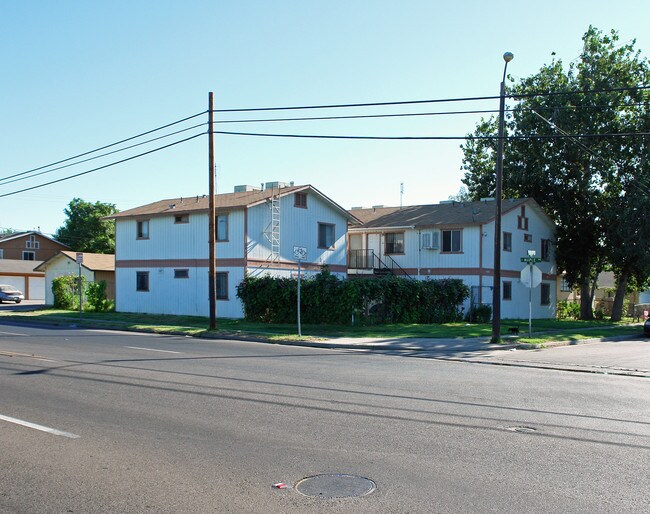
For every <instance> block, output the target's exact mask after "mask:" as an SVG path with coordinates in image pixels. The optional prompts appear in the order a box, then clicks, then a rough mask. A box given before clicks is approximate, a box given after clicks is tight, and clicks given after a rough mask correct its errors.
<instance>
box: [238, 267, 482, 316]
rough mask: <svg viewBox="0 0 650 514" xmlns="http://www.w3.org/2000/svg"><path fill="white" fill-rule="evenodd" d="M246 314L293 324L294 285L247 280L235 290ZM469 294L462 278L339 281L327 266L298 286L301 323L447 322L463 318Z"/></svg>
mask: <svg viewBox="0 0 650 514" xmlns="http://www.w3.org/2000/svg"><path fill="white" fill-rule="evenodd" d="M237 296H238V297H239V298H240V299H241V300H242V302H243V304H244V315H245V317H246V319H248V320H251V321H263V322H268V323H295V322H296V320H297V281H296V280H295V279H289V278H274V277H268V276H267V277H246V278H245V279H244V280H243V281H242V282H241V283H240V284H239V285H238V286H237ZM468 296H469V288H468V287H467V286H466V285H465V284H463V282H462V281H461V280H457V279H447V280H425V281H417V280H408V279H404V278H398V277H394V276H389V277H382V278H377V279H369V280H365V279H357V280H341V279H339V278H337V277H336V275H333V274H332V273H331V272H330V271H329V268H328V267H327V266H323V268H322V269H321V271H320V273H318V274H317V275H315V276H313V277H310V278H308V279H305V280H303V281H302V284H301V312H300V314H301V319H302V321H304V322H305V323H333V324H349V323H350V322H351V318H352V313H353V312H354V313H355V318H356V319H357V322H360V323H364V324H370V323H445V322H449V321H457V320H458V319H460V318H461V315H460V312H459V309H458V306H459V305H461V304H462V303H463V301H464V300H465V299H466V298H468Z"/></svg>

________________________________________

* _PROBLEM REQUIREMENTS_
The full listing above, duplicated exactly and without its pictures, is the answer.

* _EXERCISE ANSWER_
For every <instance> block, output the target's exact mask after "mask:" as an SVG path with coordinates in image pixels. The optional prompts appear in the order a box, then clicks, then a rough mask. A box given before clicks is approximate, a box given after clicks is tight, and clicks given after a rough mask correct its errors.
<instance>
box: [238, 267, 482, 316]
rough mask: <svg viewBox="0 0 650 514" xmlns="http://www.w3.org/2000/svg"><path fill="white" fill-rule="evenodd" d="M246 314L293 324L294 285L247 280L235 290ZM469 294L462 278L339 281L327 266L298 286L301 323L447 322L463 318Z"/></svg>
mask: <svg viewBox="0 0 650 514" xmlns="http://www.w3.org/2000/svg"><path fill="white" fill-rule="evenodd" d="M237 296H238V297H239V298H240V299H241V300H242V302H243V304H244V315H245V317H246V319H248V320H251V321H263V322H268V323H295V322H296V320H297V281H296V280H295V279H289V278H274V277H268V276H267V277H246V278H245V279H244V280H243V281H242V282H241V283H240V284H239V285H238V286H237ZM468 296H469V288H468V287H467V286H466V285H465V284H463V282H462V281H461V280H457V279H447V280H425V281H417V280H408V279H404V278H398V277H394V276H389V277H382V278H377V279H369V280H365V279H357V280H341V279H339V278H337V277H336V275H333V274H332V273H331V272H330V271H329V268H328V267H327V266H323V268H322V269H321V271H320V273H318V274H317V275H315V276H313V277H310V278H308V279H305V280H303V281H302V284H301V312H300V314H301V319H302V321H304V322H305V323H333V324H349V323H350V322H351V318H352V313H353V312H354V313H355V318H356V319H357V322H360V323H364V324H370V323H445V322H449V321H457V320H458V319H460V318H461V315H460V312H459V309H458V306H459V305H461V304H462V303H463V301H464V300H465V299H466V298H468Z"/></svg>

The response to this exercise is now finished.